### Dati archiviati
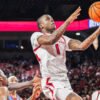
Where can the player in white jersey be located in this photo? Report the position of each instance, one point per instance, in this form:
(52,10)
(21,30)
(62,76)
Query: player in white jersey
(96,95)
(49,46)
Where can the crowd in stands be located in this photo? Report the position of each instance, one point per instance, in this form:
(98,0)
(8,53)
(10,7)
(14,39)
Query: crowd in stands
(85,78)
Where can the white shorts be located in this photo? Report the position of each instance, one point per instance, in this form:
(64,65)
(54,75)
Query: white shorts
(56,90)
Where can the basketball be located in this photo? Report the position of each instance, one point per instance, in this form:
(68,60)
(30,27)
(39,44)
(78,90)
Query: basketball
(94,11)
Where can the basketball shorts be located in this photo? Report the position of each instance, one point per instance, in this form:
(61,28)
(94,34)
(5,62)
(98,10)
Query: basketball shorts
(56,90)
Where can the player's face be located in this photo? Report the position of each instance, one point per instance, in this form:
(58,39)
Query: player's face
(13,80)
(48,23)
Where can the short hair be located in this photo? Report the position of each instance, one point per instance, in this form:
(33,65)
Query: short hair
(39,20)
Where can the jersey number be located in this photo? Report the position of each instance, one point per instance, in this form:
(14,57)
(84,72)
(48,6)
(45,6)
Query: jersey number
(57,49)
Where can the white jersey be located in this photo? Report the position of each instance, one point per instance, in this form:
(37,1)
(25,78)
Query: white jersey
(96,95)
(51,58)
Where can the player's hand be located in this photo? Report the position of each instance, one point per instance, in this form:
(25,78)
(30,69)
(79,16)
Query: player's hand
(74,15)
(36,78)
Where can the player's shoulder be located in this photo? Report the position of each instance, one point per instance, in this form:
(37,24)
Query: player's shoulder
(35,34)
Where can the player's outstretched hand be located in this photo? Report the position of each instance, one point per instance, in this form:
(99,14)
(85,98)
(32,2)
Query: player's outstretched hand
(74,15)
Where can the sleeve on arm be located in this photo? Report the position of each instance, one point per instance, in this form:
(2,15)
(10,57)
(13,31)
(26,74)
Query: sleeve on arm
(67,39)
(34,38)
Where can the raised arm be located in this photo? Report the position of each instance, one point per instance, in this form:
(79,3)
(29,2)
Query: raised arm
(78,45)
(51,39)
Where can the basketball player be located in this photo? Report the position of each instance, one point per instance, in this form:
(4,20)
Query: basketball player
(50,46)
(13,94)
(96,95)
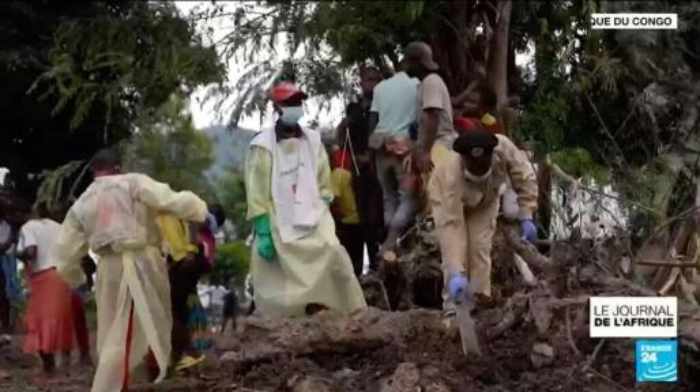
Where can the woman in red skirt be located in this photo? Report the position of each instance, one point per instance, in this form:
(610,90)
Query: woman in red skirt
(49,317)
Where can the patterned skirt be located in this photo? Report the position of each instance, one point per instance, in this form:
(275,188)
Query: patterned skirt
(49,316)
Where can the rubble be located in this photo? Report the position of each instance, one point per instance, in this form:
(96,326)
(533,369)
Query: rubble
(534,337)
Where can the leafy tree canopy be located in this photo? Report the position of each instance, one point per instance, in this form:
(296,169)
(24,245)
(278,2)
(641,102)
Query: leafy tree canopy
(77,75)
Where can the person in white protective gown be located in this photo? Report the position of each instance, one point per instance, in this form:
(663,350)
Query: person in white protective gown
(298,265)
(115,218)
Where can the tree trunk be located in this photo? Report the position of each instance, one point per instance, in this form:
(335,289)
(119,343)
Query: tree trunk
(544,199)
(498,56)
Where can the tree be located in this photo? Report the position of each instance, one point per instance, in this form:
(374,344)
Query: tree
(232,261)
(77,75)
(230,190)
(325,40)
(170,149)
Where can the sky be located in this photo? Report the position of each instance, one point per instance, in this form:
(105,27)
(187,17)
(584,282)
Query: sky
(205,115)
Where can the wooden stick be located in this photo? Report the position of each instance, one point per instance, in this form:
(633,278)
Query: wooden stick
(595,353)
(525,271)
(667,264)
(569,335)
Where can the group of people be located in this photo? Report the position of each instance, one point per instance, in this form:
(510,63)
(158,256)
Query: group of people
(152,245)
(402,150)
(399,152)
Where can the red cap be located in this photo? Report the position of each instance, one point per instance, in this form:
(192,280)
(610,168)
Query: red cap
(465,124)
(284,91)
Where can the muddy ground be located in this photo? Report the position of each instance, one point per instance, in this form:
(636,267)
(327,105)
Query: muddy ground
(546,347)
(381,351)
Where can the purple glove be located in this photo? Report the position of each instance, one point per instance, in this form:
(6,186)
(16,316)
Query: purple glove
(528,229)
(457,286)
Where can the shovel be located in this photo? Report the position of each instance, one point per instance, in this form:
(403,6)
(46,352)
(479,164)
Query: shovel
(467,328)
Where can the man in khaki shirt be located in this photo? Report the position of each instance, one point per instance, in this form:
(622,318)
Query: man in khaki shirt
(435,127)
(465,193)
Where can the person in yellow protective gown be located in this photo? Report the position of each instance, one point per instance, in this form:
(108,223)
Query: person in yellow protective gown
(298,264)
(465,196)
(116,219)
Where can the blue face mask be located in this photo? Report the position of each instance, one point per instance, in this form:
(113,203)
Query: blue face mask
(291,115)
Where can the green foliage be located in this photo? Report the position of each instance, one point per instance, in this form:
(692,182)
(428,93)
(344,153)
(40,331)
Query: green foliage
(579,163)
(169,148)
(230,191)
(59,187)
(77,75)
(546,121)
(134,60)
(232,261)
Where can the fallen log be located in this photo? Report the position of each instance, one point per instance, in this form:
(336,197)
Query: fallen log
(525,250)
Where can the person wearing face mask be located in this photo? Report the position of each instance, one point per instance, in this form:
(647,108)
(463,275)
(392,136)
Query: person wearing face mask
(465,195)
(298,266)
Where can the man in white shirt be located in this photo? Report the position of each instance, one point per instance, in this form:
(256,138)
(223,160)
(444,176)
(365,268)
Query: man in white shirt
(10,290)
(391,116)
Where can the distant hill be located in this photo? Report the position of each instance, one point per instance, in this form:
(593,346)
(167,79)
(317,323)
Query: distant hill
(230,146)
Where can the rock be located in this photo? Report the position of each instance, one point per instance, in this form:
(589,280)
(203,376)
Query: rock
(345,373)
(314,384)
(542,355)
(437,387)
(404,379)
(543,349)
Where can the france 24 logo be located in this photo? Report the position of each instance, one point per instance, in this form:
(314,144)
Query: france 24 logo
(656,360)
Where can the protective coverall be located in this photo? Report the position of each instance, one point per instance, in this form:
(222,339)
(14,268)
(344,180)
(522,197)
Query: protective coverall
(310,266)
(465,211)
(116,219)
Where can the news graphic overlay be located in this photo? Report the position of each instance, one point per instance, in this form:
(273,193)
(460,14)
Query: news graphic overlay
(656,360)
(630,21)
(633,317)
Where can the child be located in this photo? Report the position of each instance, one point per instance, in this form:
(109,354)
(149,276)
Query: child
(344,209)
(190,252)
(49,317)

### Compito da svolgere
Estrai e ricopia senza alcuna modifica le righe che partono da quella contenente "Where can the child" e arrivano fino all'ultima riga, estremi inclusi.

### Risposta completa
Where can the child be located in this photo? Report the position of each instance, one point per instance, in this form:
(109,354)
(149,276)
Query: child
(344,209)
(190,252)
(49,317)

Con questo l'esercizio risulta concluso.